-- Begin Text excerpt --

Focusing on just Manila Water diverts the issue away from privatization as the central issue in, and underlying reason behind, the artificial shortage. As such, it also has the effect of absolving government of responsibility when in fact, the biggest accountability in all this lies with government for abandoning its duty to ensure water for the people.
By ARNOLD PADILLA
Bulatlat.com
MANILA — Metro Manila’s supposed water crisis is one that is not caused by lack of supply and new water sources, or as some would argue, by lack of foresight and preparations by regulators and Manila Water. Rather, it is caused by lack of effective state control over water resources after government allowed the privatization of Metro Manila’s water system 22 years ago.
There lies the artificial water shortage.
By official accounts, the available supply for Metro Manila’s water needs is still enough. But instead of taking on the role of ensuring that this water reaches the people for their basic domestic use, government has deferred to two separate private companies (Manila Water and Maynilad), each with their own profit motives and considerations, in determining how water reaches the end-consumers through their separate distribution networks.

-- End Text excerpt --
-- Begin Information supplied --

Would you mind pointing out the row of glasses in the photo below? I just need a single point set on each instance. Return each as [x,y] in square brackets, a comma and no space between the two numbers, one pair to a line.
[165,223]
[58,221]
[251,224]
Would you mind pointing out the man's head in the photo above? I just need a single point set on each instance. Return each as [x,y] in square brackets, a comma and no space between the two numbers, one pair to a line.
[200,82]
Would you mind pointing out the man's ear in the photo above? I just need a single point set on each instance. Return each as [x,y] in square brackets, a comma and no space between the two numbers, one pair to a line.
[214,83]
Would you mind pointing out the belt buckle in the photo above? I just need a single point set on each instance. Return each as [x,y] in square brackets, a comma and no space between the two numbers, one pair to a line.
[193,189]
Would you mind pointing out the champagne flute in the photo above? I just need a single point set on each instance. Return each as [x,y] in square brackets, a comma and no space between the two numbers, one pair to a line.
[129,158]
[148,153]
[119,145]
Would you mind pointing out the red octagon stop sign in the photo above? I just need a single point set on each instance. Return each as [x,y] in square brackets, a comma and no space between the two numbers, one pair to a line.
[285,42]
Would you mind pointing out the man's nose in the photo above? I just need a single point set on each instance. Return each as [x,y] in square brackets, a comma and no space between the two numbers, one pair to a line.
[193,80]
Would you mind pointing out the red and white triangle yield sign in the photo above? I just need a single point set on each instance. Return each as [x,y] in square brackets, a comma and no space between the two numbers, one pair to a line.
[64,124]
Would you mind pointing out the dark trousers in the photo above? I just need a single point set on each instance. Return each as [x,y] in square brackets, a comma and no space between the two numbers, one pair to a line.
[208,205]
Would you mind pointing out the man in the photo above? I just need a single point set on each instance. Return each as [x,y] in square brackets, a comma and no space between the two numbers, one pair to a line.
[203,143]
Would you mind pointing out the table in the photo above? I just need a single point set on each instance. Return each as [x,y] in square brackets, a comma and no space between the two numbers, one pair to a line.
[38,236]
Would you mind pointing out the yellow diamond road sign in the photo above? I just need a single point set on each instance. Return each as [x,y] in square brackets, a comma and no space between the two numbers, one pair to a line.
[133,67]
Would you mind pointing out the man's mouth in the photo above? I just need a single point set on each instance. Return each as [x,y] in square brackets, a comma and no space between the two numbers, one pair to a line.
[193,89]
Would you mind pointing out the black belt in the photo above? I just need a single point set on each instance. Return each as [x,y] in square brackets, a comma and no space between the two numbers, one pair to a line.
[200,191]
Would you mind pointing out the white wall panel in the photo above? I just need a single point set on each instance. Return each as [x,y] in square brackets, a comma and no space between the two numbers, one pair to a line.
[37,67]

-- End Information supplied --

> **Short task**
Rewrite the part of the article on Metro Manila's water shortage that opens with the words containing "By ARNOLD PADILLA" and closes with "artificial water shortage.", putting "officials" in place of "regulators". The records have no connection to the text.

> **Final answer**
By ARNOLD PADILLA
Bulatlat.com
MANILA — Metro Manila’s supposed water crisis is one that is not caused by lack of supply and new water sources, or as some would argue, by lack of foresight and preparations by officials and Manila Water. Rather, it is caused by lack of effective state control over water resources after government allowed the privatization of Metro Manila’s water system 22 years ago.
There lies the artificial water shortage.